從金鐘地鐵站出去,過了天橋,找不到前往分域碼頭的路,問問大廈保安,卻連分域碼頭都沒有聽過。位處城市與大眾印象邊緣的,除了碼頭還連同它旁邊一座屹立灣仔69年的三層白色建築,破舊的外牆滿佈歷史痕跡,其實是專門接待外籍海軍的商場。近日海軍商場傳出清拆消息,吸引不少市民趁最後日子朝聖,才發現內裏原來別有洞天:裁縫店、理髮舖、餐館、紀念品店等一應俱全。

海軍商場舊照。(圖片由SGA提供)

本地人不認識,海軍商場卻是各地海兵到埗後接觸香港的首個地方,他們對這座城市的第一印象亦由此地而生。商場原設於海傍,由軍人輔導會營運,惟97年後兩度填海,令碼頭失去了其功用,香港政府更改以短期租約形式將商場出租,令會方每隔90天就要重新申請續租。2019年,海軍商場不獲續約,須在2月6日關閉,並於2月11日正式交還給政府。

海軍商場開幕。(圖片由SGA提供)

海軍商場清拆在即,會方為紀念碼頭歷史舉辦文化藝術展覽。走訪僅餘的商店,在不同崗位打滾多年的他們各自講述這裏的起落。面對清拆,他們各有不同的態度與應對方式,卻彷彿與商場這個空間一起保留了屬於自己的節奏與時空。
================
◆ 練習 1: 根據關於海軍商場的短文,判斷下列陳述是否相符,每項答「是」或「否」,並一字不差地引用短文中的判斷依據:(a) 海軍商場由軍人輔導會營運;(b) 會方每隔60天須重新申請續租;(c) 海軍商場須在2月11日關閉。
◆ 練習 2: 把短文中以「本地人不認識」開頭的整段改寫成條列,保留主要事實。
作答時只依據短文內容。

指向資料
================
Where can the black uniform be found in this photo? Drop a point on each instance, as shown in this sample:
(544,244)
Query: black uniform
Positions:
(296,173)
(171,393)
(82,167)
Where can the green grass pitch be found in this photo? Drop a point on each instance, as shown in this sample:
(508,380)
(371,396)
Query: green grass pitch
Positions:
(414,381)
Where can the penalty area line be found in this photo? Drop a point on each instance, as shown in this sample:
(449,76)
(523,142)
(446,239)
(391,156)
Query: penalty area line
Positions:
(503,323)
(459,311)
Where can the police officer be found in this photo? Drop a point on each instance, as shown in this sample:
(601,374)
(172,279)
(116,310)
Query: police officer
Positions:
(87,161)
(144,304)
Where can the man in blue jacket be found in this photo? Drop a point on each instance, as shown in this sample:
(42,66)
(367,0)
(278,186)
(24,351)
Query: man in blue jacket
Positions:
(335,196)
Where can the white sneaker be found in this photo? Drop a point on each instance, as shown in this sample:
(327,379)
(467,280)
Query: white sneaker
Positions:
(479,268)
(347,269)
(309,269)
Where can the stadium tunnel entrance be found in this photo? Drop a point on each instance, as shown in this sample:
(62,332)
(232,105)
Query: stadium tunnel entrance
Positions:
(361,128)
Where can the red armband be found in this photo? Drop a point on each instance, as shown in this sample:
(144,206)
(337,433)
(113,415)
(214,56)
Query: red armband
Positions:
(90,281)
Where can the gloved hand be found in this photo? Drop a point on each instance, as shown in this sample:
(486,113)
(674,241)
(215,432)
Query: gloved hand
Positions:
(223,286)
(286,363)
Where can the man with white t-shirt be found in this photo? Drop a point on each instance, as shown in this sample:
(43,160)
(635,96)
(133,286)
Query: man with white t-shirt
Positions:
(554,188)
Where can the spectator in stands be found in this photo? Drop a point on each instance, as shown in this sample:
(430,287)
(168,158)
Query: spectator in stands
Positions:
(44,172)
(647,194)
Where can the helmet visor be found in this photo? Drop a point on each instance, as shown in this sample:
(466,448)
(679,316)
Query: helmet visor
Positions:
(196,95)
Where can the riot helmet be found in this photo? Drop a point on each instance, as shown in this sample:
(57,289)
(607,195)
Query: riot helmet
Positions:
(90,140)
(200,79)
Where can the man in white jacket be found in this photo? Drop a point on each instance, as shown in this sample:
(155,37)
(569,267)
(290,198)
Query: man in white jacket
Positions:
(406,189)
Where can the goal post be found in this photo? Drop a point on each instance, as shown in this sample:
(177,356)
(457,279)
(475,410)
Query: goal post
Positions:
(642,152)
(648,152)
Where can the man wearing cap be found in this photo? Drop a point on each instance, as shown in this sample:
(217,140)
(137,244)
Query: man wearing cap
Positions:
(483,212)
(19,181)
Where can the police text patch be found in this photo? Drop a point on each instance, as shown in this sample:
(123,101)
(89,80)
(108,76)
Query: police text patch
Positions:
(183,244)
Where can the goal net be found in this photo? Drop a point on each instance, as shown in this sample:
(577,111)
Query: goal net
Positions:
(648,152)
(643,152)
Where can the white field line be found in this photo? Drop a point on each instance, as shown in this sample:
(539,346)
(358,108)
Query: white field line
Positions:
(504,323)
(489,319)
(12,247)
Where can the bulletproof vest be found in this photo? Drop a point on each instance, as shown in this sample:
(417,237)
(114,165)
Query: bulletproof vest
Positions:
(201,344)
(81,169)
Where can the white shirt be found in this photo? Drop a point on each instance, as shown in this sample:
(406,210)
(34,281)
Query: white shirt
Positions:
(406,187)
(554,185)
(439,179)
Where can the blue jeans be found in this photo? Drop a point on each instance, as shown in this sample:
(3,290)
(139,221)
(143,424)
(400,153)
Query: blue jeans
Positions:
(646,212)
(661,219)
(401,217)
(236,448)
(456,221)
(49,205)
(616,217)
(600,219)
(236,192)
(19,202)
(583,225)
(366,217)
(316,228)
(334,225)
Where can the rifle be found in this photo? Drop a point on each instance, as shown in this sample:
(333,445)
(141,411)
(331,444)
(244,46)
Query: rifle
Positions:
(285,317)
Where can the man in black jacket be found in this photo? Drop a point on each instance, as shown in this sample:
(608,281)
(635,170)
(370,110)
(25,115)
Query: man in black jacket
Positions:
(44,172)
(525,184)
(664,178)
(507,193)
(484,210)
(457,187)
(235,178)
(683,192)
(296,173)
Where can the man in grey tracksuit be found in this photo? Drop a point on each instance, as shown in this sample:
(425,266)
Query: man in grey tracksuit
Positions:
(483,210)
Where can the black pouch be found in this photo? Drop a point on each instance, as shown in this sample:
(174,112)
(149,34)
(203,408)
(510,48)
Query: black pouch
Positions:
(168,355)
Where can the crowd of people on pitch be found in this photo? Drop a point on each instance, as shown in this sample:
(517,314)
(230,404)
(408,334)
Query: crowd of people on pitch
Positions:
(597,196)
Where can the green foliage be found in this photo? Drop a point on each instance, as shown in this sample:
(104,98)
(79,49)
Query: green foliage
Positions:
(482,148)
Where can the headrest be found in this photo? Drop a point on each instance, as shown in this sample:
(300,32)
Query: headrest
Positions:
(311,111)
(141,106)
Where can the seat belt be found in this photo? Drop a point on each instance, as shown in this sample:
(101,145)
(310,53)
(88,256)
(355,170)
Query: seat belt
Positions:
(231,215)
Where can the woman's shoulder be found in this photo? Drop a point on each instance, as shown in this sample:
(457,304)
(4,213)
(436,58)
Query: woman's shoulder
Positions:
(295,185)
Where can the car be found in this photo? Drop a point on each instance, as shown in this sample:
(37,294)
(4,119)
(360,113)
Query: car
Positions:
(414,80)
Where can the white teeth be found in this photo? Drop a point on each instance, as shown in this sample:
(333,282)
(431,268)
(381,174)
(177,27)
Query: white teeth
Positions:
================
◆ 輸出 1:
(a) 是:「由軍人輔導會營運」
(b) 否:「令會方每隔90天就要重新申請續租」
(c) 否:「須在2月6日關閉」

◆ 輸出 2:
- 本地人不認識海軍商場,但它是各地海兵到埗後接觸香港的首個地方,也是他們對香港第一印象的來源。
- 商場原設於海傍,由軍人輔導會營運。
- 97年後兩度填海,碼頭失去功用。
- 香港政府改以短期租約出租商場,會方每隔90天須重新申請續租。
- 2019年商場不獲續約,須在2月6日關閉,並於2月11日正式交還政府。